* Sfide proposte:
[a] Ripeti fedelmente il passo dell'articolo sull'elezione di Mattarella, tutto ciò che va da "Passaggio a Livello: Un" fino a "della politica nostrana.".
[b] Elenca tutte le persone che l'articolo sull'elezione di Mattarella riporta con nome e cognome.
[c] Rispondi a queste domande sull'articolo sull'elezione di Mattarella:
(i) Qual è l'ultimo incarico ricoperto da Mattarella che l'articolo menziona?
(ii) In quale data è stato pubblicato l'articolo?
(iii) Di quale partito Renzi conduce la segreteria?

* Sezione del testo:

Passaggio a Livello: Un Presidente non per caso
02 febbraio 2015
Ubaldo Pacella
Una cosa è certa, è stato eletto alla Presidenza della Repubblica un galant’uomo integerrimo. Sergio Mattarella politico schivo quanto rigoroso e inflessibile nel merito e nel metodo con il quale ha affrontato, in passato, ogni incarico che gli era stato affidato, sino a quello di giudice costituzionale. Dignità, riserbo uniti ad una visione della politica di chiara matrice cattolica, intesa come azione pratica per il bene di tutti. Solidità morale espressa già nelle prime parole dopo la sua elezione nel pensiero rivolto ai problemi e alle priorità di tutti gli italiani, che non sono di certo - mi viene da aggiungere - quelle della politica nostrana.
Il percorso nemmeno troppo accidentato che ha condotto alla sua elezione è una cronaca da riannodare con pazienza, nella quale contano forse più i fatti nella loro essenzialità che i troppi retroscena che fanno da contorno ad ogni scelta o azione che si determina nel nostro Paese, in particolare all’interno della politica. Decenni di tatticismo spregiudicato, di menzogne oscurate e verità non dette hanno lasciato in ogni commentatore, al pari del cittadino più attento il sapore amaro di ricostruire ciò che non si conosce, partendo dall’assunto che le apparenze nascondono, inevitabilmente, una menzogna indicibile. È sufficiente per questo, percorrere a volo d’uccello commenti, ricostruzioni e analisi offerti da tutti i mass media da sabato mattina ad oggi. Vorrei riflettere, invece, su come si è dipanato il filo di un confronto che appare sufficientemente lontano da quelle estenuanti trattative politico-sindacali che nella storia della Repubblica si sono più volte intrecciate con le decisioni importanti e le nomine cruciali per l’elevato grado di responsabilità loro affidato.
La segreteria del Partito Democratico, condotta da Renzi con un’innegabile padronanza, ha scandito tempi e modi assai chiari del confronto con tutte le altre rappresentanze parlamentari. Ogni commentatore riconosce a Matteo Renzi Presidente del Consiglio e segretario del maggior partito di governo il merito e l’abilità di un’elezione senza traumi, il tutto magari a denti stretti perché il “ragazzo” fiorentino con i suoi modi irriverenti, una tracotante dialettica non può che infastidire un sistema paludato, quanto ottuso e conformista come quello del giornalismo politico Italiano.

* Dati registrati:
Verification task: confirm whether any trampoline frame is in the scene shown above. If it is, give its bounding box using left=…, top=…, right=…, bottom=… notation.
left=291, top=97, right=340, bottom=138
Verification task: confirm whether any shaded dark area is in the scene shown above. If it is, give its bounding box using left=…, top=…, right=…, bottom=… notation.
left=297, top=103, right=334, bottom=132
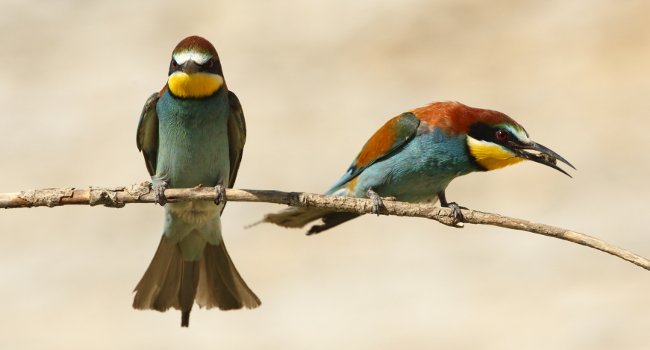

* Risultati finali:
[a]
Passaggio a Livello: Un Presidente non per caso
02 febbraio 2015
Ubaldo Pacella
Una cosa è certa, è stato eletto alla Presidenza della Repubblica un galant’uomo integerrimo. Sergio Mattarella politico schivo quanto rigoroso e inflessibile nel merito e nel metodo con il quale ha affrontato, in passato, ogni incarico che gli era stato affidato, sino a quello di giudice costituzionale. Dignità, riserbo uniti ad una visione della politica di chiara matrice cattolica, intesa come azione pratica per il bene di tutti. Solidità morale espressa già nelle prime parole dopo la sua elezione nel pensiero rivolto ai problemi e alle priorità di tutti gli italiani, che non sono di certo - mi viene da aggiungere - quelle della politica nostrana.

[b] Ubaldo Pacella, Sergio Mattarella, Matteo Renzi.

[c]
(i) L'ultimo incarico menzionato è quello di giudice costituzionale.
(ii) L'articolo è stato pubblicato il 02 febbraio 2015.
(iii) Renzi conduce la segreteria del Partito Democratico.